● Records to use
* * * * * * * * *
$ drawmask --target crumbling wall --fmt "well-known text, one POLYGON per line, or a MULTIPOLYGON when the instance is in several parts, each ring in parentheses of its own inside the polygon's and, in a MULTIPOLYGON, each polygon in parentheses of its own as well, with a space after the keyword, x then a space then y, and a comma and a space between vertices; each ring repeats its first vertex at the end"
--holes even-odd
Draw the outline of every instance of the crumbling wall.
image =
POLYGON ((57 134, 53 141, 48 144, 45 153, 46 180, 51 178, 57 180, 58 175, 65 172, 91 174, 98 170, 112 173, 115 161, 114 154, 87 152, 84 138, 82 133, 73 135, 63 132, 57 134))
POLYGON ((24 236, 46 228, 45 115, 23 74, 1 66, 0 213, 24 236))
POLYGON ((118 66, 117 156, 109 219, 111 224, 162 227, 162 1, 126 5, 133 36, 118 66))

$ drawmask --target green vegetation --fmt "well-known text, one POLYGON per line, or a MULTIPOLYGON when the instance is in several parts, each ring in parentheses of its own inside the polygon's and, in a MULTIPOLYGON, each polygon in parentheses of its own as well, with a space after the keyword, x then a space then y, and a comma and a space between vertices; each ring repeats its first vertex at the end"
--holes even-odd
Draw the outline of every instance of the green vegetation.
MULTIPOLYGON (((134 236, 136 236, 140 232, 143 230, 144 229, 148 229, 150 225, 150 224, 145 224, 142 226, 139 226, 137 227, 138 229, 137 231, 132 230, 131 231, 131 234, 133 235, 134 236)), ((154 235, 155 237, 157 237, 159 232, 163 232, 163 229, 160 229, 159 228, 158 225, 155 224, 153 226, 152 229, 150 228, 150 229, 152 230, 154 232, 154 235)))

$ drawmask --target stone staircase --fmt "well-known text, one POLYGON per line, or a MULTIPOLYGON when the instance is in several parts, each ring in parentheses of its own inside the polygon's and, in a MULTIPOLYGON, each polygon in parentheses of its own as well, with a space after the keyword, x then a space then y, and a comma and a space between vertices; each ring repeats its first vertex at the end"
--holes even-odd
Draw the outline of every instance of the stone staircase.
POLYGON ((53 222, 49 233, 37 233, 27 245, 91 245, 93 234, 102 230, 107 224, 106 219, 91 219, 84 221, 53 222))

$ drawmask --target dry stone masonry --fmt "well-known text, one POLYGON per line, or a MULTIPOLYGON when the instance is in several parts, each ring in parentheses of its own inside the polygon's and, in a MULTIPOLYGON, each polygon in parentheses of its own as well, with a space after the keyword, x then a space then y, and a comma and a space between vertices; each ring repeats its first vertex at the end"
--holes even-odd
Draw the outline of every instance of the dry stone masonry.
* * * * * * * * *
● Written problem
Express every line of the entries above as a JSON list of strings, one string per line, leaving out the blank lines.

● Response to this exercise
[
  "$ drawmask --target crumbling wall --fmt \"well-known text, one POLYGON per line, or a MULTIPOLYGON when the instance is in several parts, each ring in parentheses of its own inside the polygon's and, in a MULTIPOLYGON, each polygon in parentheses of its own as well, with a space after the keyword, x then a space then y, and a comma and a space between vertices; each ring repeats its first vertex at the end\"",
  "--holes even-odd",
  "Draw the outline of every instance of the crumbling wall.",
  "image =",
  "POLYGON ((57 134, 53 141, 48 144, 45 153, 46 180, 51 178, 57 180, 58 175, 65 172, 91 174, 98 170, 112 173, 115 161, 114 154, 87 152, 84 138, 82 133, 73 135, 63 132, 57 134))",
  "POLYGON ((24 236, 46 228, 45 115, 23 74, 1 66, 0 213, 24 236))",
  "POLYGON ((118 66, 117 156, 109 219, 111 224, 162 227, 162 1, 126 5, 133 36, 118 66))",
  "$ drawmask --target green vegetation --fmt \"well-known text, one POLYGON per line, or a MULTIPOLYGON when the instance is in several parts, each ring in parentheses of its own inside the polygon's and, in a MULTIPOLYGON, each polygon in parentheses of its own as well, with a space after the keyword, x then a space then y, and a comma and a space between vertices; each ring repeats its first vertex at the end\"",
  "--holes even-odd",
  "Draw the outline of every instance of the green vegetation.",
  "MULTIPOLYGON (((134 236, 136 236, 140 232, 143 230, 144 229, 148 229, 150 225, 150 224, 145 224, 142 226, 139 226, 137 227, 138 229, 137 231, 132 230, 131 231, 131 234, 133 235, 134 236)), ((154 235, 155 237, 157 237, 159 232, 163 232, 163 229, 160 229, 159 228, 158 225, 155 224, 153 226, 152 229, 150 228, 150 229, 152 230, 154 232, 154 235)))",
  "$ drawmask --target stone staircase --fmt \"well-known text, one POLYGON per line, or a MULTIPOLYGON when the instance is in several parts, each ring in parentheses of its own inside the polygon's and, in a MULTIPOLYGON, each polygon in parentheses of its own as well, with a space after the keyword, x then a space then y, and a comma and a space between vertices; each ring repeats its first vertex at the end\"",
  "--holes even-odd",
  "Draw the outline of every instance of the stone staircase.",
  "POLYGON ((53 222, 49 233, 37 233, 27 245, 91 245, 93 234, 102 230, 107 224, 106 219, 91 219, 84 221, 53 222))",
  "$ drawmask --target dry stone masonry --fmt \"well-known text, one POLYGON per line, or a MULTIPOLYGON when the instance is in several parts, each ring in parentheses of its own inside the polygon's and, in a MULTIPOLYGON, each polygon in parentheses of its own as well, with a space after the keyword, x then a space then y, and a comma and a space between vertices; each ring repeats its first vertex at the end\"",
  "--holes even-odd",
  "Draw the outline of every instance of the dry stone masonry."
]